**Set problem**
Resume the gas turbomachine combustor background text below, carrying on from its final sentence.

>> Begin Source document

BACKGROUND OF THE INVENTION

The subject matter disclosed herein relates to the art of turbomachines and, more particularly, to a gas turbomachine combustor assembly including a fuel start-up system.
Turbomachines include a casing that houses a turbine. The turbine includes a plurality of blades or buckets that extend along a gas path. The buckets are supported by a number of turbine rotors that define a plurality of turbine stages. A combustor assembly generates hot gases that are passed through a transition piece toward the plurality of turbine stages. In addition to hot gases from the combustor assembly, gases at a lower temperature flow from a compressor toward a wheelspace of the turbine. The lower temperature gases provide cooling for the rotors as well as other internal components of the turbine.

>> End Source document
>> Begin Dataset extract

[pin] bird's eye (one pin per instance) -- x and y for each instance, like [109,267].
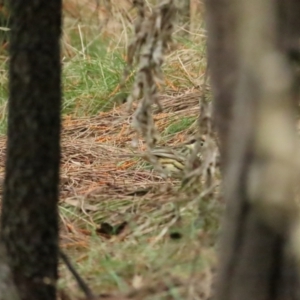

>> End Dataset extract

**Task answer**
The combustor assembly generally includes one or more combustion nozzles that directed a combustible fluid into a combustion chamber. The combustible fluid is initially ignited by a pilot nozzle arranged near the one or more combustion nozzles. The pilot nozzle introduces a pilot fuel into the combustion chamber localized near outlets of the combustion nozzles. The pilot fuel is ignited to create a flame front that elevates a temperature of the combustion chamber and ignites the combustible fluid passing from the combustion nozzles.

BRIEF DESCRIPTION OF THE INVENTION

According to an aspect of the exemplary embodiment, a turbomachine combustor assembly includes a combustor body, a combustion chamber defined within the combustor body, one or more combustion nozzles positioned to direct a combustible fluid into the combustion chamber, and a fuel start-up system fluidly connected to the combustion chamber. The fuel start-up system is configured and disposed to combine a liquid fuel and a combustible gas to form an ignition fuel. A pilot nozzle is fluidly connected to the fuel start-up system. The pilot nozzle is configured and disposed to atomize the ignition fuel and deliver an atomized cloud of the ignition fuel toward the combustion chamber.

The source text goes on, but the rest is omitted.